ARBEITSAUFTRAG A
Zähle alle Verhaltensregeln auf, die laut dem Text über den „Blutmai“ zusammen mit dem Ausgehverbot in Wedding und Neukölln galten.
ARBEITSAUFTRAG B
Beantworte die folgenden Fragen zum Text über den „Blutmai“:
(i) Wie viele Schüsse gab die Polizei nach eigener Zählung ab?
(ii) Wie viele der Festgenommenen wurden verurteilt?
(iii) Wie lange durfte die „Rote Fahne“ nicht erscheinen?
ARBEITSAUFTRAG C
Führe den Text über den „Blutmai“ nach seinem letzten Satz weiter.

TEXTAUSZUG
---------------

Die KPD rief nun nicht mehr zu Demonstrationen, wohl aber zu Massenstreiks auf, prägte auch den Begriff, der die Unruhen fortan bezeichnete: „Zörgiebels Blutmai – das ist ein Stück Vorbereitung des imperialistischen Krieges.“ Doch die Kämpfe gingen am nächsten Morgen weiter. Mittlerweile wurden von der Polizei auch Karabiner und Panzerwagen mit Maschinengewehren eingesetzt.

Wedding und Neukölln wurden abgeriegelt, am 3. Mai verhängte Zörgiebel dort von 9 Uhr abends bis 4 Uhr morgens ein totales Ausgehverbot. Herumstehen war verboten, Fahrradfahren, das Zusammentreffen von mehr als drei Personen. Fenster zur Straße waren geschlossen zu halten, in den Zimmern durfte kein Licht brennen.

Der Polizeipräsident stellte klar: „Alle Personen, welche diese Anordnungen nicht befolgen, setzen sich Lebensgefahr aus.“ Kurz danach startete eine Säuberungsaktion in Neukölln. Polizisten drangen in die Hermannstraße vor, nahmen die jeweils andere Straßenseite unter Feuer. Ein Panzerwagen beschoss mit seinem MG von der Ecke Ziethenstraße aus (heute: Werbellinstraße) die oberen Stockwerke. Weitere MG-Stellungen wurden aufgebaut, die Häuser durchsucht.

Am Morgen des 4. Mai war der Widerstand zusammengebrochen. Insgesamt hatten die drei Tage auf Seiten der Demonstranten, aber auch Unbeteiligter 33 Tote und zahllose Verletzte gefordert. Die Polizei, die nach eigener Zählung 10.981 Schüsse abgegeben hatte, musste nur 47 verletzte Beamte beklagen, zehn kamen ins Krankenhaus. Nur einer hatte eine Schussverletzung erlitten – durch unsachgemäßes Hantieren mit seiner Waffe.

Es hatte 1228 Festnahmen gegeben, offenbar überwiegend wahllos, denn nur 66 Personen wurden verurteilt. Für die KPD bedeutete die gescheiterte Machtprobe eine bittere Niederlage. Der Rote Frontkämpferbund wurde verboten, die „Rote Fahne“ durfte für sieben Wochen nicht erscheinen.

---------------

(Gespeicherte Dateneinträge)
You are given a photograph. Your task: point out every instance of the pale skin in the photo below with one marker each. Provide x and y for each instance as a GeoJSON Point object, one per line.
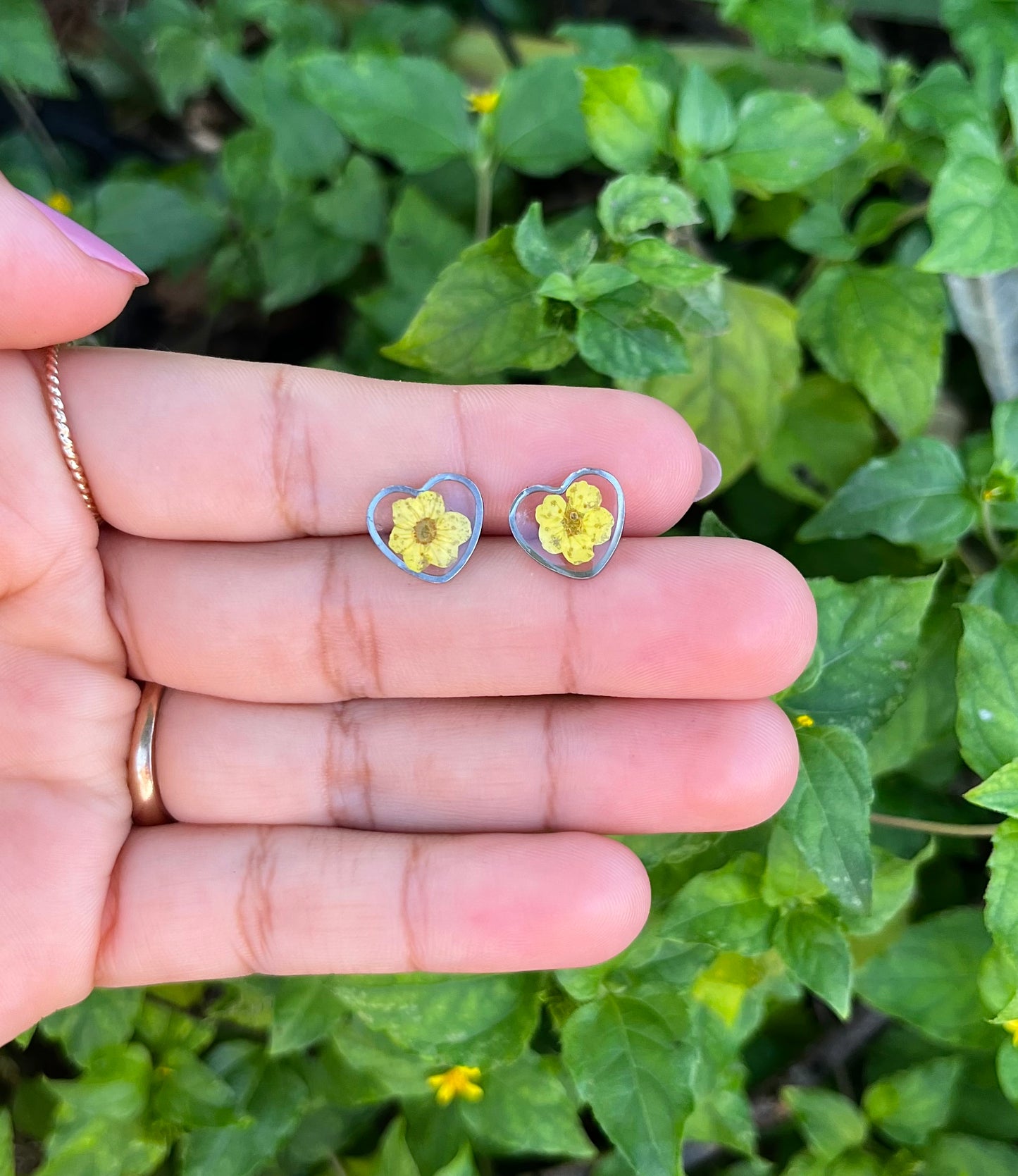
{"type": "Point", "coordinates": [369, 774]}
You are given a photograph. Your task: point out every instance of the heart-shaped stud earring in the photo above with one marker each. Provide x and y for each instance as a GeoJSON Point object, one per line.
{"type": "Point", "coordinates": [427, 529]}
{"type": "Point", "coordinates": [568, 528]}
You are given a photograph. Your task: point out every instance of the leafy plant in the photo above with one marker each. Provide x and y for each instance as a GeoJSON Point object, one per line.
{"type": "Point", "coordinates": [807, 246]}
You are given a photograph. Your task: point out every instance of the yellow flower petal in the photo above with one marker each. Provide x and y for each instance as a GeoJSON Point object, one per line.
{"type": "Point", "coordinates": [583, 497]}
{"type": "Point", "coordinates": [415, 557]}
{"type": "Point", "coordinates": [550, 511]}
{"type": "Point", "coordinates": [597, 525]}
{"type": "Point", "coordinates": [430, 505]}
{"type": "Point", "coordinates": [578, 550]}
{"type": "Point", "coordinates": [441, 555]}
{"type": "Point", "coordinates": [400, 539]}
{"type": "Point", "coordinates": [552, 539]}
{"type": "Point", "coordinates": [453, 528]}
{"type": "Point", "coordinates": [406, 512]}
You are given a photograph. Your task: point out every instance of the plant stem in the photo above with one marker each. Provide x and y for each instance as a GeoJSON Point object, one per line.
{"type": "Point", "coordinates": [990, 533]}
{"type": "Point", "coordinates": [485, 172]}
{"type": "Point", "coordinates": [938, 828]}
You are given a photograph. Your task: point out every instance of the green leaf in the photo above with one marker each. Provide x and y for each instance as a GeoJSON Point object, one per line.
{"type": "Point", "coordinates": [125, 212]}
{"type": "Point", "coordinates": [542, 256]}
{"type": "Point", "coordinates": [6, 1144]}
{"type": "Point", "coordinates": [919, 494]}
{"type": "Point", "coordinates": [449, 1020]}
{"type": "Point", "coordinates": [627, 117]}
{"type": "Point", "coordinates": [974, 213]}
{"type": "Point", "coordinates": [830, 1123]}
{"type": "Point", "coordinates": [705, 117]}
{"type": "Point", "coordinates": [911, 1105]}
{"type": "Point", "coordinates": [633, 202]}
{"type": "Point", "coordinates": [1002, 896]}
{"type": "Point", "coordinates": [734, 395]}
{"type": "Point", "coordinates": [929, 979]}
{"type": "Point", "coordinates": [881, 328]}
{"type": "Point", "coordinates": [963, 1155]}
{"type": "Point", "coordinates": [893, 889]}
{"type": "Point", "coordinates": [826, 434]}
{"type": "Point", "coordinates": [481, 316]}
{"type": "Point", "coordinates": [816, 952]}
{"type": "Point", "coordinates": [867, 650]}
{"type": "Point", "coordinates": [661, 265]}
{"type": "Point", "coordinates": [784, 142]}
{"type": "Point", "coordinates": [28, 54]}
{"type": "Point", "coordinates": [297, 259]}
{"type": "Point", "coordinates": [828, 814]}
{"type": "Point", "coordinates": [306, 142]}
{"type": "Point", "coordinates": [538, 126]}
{"type": "Point", "coordinates": [411, 110]}
{"type": "Point", "coordinates": [822, 232]}
{"type": "Point", "coordinates": [724, 908]}
{"type": "Point", "coordinates": [355, 206]}
{"type": "Point", "coordinates": [1000, 792]}
{"type": "Point", "coordinates": [105, 1017]}
{"type": "Point", "coordinates": [988, 691]}
{"type": "Point", "coordinates": [635, 1076]}
{"type": "Point", "coordinates": [307, 1009]}
{"type": "Point", "coordinates": [527, 1110]}
{"type": "Point", "coordinates": [622, 337]}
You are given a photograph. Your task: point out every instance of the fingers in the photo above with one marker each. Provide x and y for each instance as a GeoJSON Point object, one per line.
{"type": "Point", "coordinates": [190, 903]}
{"type": "Point", "coordinates": [326, 620]}
{"type": "Point", "coordinates": [485, 765]}
{"type": "Point", "coordinates": [182, 447]}
{"type": "Point", "coordinates": [59, 281]}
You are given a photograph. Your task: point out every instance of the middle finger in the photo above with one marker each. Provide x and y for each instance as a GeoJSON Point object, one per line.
{"type": "Point", "coordinates": [323, 620]}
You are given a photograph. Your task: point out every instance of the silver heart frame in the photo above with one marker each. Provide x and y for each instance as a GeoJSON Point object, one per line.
{"type": "Point", "coordinates": [471, 543]}
{"type": "Point", "coordinates": [600, 561]}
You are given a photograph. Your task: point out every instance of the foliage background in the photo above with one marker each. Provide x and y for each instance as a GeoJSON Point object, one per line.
{"type": "Point", "coordinates": [796, 223]}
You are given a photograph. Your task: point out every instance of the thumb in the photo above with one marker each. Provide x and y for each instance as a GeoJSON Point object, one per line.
{"type": "Point", "coordinates": [58, 281]}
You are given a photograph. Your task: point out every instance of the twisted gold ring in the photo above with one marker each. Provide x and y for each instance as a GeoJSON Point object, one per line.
{"type": "Point", "coordinates": [54, 402]}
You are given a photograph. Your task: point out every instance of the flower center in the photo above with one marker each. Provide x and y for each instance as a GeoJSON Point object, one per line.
{"type": "Point", "coordinates": [573, 522]}
{"type": "Point", "coordinates": [425, 531]}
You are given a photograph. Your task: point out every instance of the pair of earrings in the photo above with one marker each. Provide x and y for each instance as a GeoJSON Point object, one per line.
{"type": "Point", "coordinates": [568, 528]}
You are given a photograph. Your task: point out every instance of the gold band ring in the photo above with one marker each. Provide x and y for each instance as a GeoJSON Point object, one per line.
{"type": "Point", "coordinates": [54, 402]}
{"type": "Point", "coordinates": [146, 803]}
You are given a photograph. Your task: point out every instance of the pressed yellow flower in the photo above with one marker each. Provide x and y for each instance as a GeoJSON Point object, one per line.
{"type": "Point", "coordinates": [457, 1082]}
{"type": "Point", "coordinates": [485, 103]}
{"type": "Point", "coordinates": [426, 533]}
{"type": "Point", "coordinates": [60, 202]}
{"type": "Point", "coordinates": [575, 525]}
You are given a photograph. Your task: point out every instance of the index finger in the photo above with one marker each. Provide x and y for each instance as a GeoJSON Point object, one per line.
{"type": "Point", "coordinates": [186, 447]}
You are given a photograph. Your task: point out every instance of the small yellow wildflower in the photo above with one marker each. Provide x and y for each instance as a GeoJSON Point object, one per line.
{"type": "Point", "coordinates": [575, 525]}
{"type": "Point", "coordinates": [60, 202]}
{"type": "Point", "coordinates": [426, 533]}
{"type": "Point", "coordinates": [459, 1081]}
{"type": "Point", "coordinates": [483, 103]}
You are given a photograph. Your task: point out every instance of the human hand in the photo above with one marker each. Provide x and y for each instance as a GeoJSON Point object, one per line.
{"type": "Point", "coordinates": [371, 774]}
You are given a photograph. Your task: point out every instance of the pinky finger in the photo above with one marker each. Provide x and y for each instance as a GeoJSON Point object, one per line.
{"type": "Point", "coordinates": [199, 903]}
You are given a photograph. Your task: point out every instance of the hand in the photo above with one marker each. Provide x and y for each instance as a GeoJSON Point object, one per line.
{"type": "Point", "coordinates": [371, 774]}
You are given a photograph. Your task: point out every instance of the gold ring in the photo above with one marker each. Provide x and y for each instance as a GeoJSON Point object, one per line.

---------------

ANTWORT ZUR AUFGABE A
Herumstehen war verboten.
Fahrradfahren war verboten.
Das Zusammentreffen von mehr als drei Personen war verboten.
Fenster zur Straße waren geschlossen zu halten.
In den Zimmern durfte kein Licht brennen.

ANTWORT ZUR AUFGABE B
(i) 10.981 Schüsse
(ii) 66 Personen
(iii) Sieben Wochen

ANTWORT ZUR AUFGABE C
Die SPD-Führung dagegen war in den Augen der Öffentlichkeit diskreditiert. Die größte Niederlage aber hatte die Demokratie selbst erlitten. Mochten die Sozialdemokraten und die Kommunisten sich nur ordentlich zerfleischen – den Nationalsozialisten war es gerade recht.


Nota. - Der Rote Oktober in Russland hatte die Epoche der Weltrevolution eröffnet. Die politische Scheidelinie war nicht mehr Rechts oder Links, sondern unmittelbar Revolution oder Konterrevolution. Die Sozialdemokra- tie hatt sich seit dem August 1914 immer und immer wieder so eindeutig wie möglich auf die Seite der herr- schenden Ordnung gestellt. Und wieder im April 1929 in Berlin: Sie verkörperte den 'neutralen' Staat, der über der Alternative Revolution oder Konterrevolution schwebte. Bevor sie schließlich, als alles zu spät war, im Reichstag gegen das Eermächtigungsgesetz gestimmt hat, hat sie nichts Faktisches getan, um den Aufstieg der Nationalsozialisten zu stoppen. Sie hat lediglich den Staat angebettelt: Greif zu! Das hat er schließlich auch ge- tan, aber da hieß der preußische Ministerpräsident schon Göring.

Und die KPD? Außer vielen kleinen Saalschlachten und ein paar größeren Straßenscharmützeln hat auch sie nur mit Parolen und Demonstrationen gekämpft. Es ist wahr - Arbeiterkämpfe organisieren und führen konnte sie 1929 schon lange nicht mehr, aus den Betrieben war sie so gut wie verschwunden, sie war eine Partei von Arbeitslosen geworden, die sich nach Lage der Dinge immer wieder nur bei Wahlen "mobilisieren" ließen.


Doch statt darin das Problem zu erkennen, ohne dessen Lösung der Aufstieg des Nationalsozialismus nicht aufzuhalten war, verschärften sie immer nur ihre Wortwahl, radikal waren die Parolen, schlaff und halbherzig waren die Taten. 

Denn als sie beschlossen, sich dem Demonstrationsverbot der Sozialdemokraten, an deren konterrevoltionärer Entschlossenheit es nichts zu zweifeln gab, in Berlin zu widersetzen, mussten sie doch wissen, dass sie eine Bürgerkriegssituation in Szene setzten. Sie mussten sich fragen, ob sie dem politisch und - ja, so muss man es sagen - militärisch überhaupt gewachsen waren. Sie waren es natürlich nicht, keine Frage, sie spielten nicht mal mit der Idee. Und gaben die Parole aus, unbewaffnet zu erscheinen!

Sie haben ihre Anhänger als Kanonenfutter verheizt. Dass die Berliner Arbeiterschaft ihr nicht zutrauen mochte, sie siegreich in die proletarische Revolution zu führen, kann ihr niemand verdenken.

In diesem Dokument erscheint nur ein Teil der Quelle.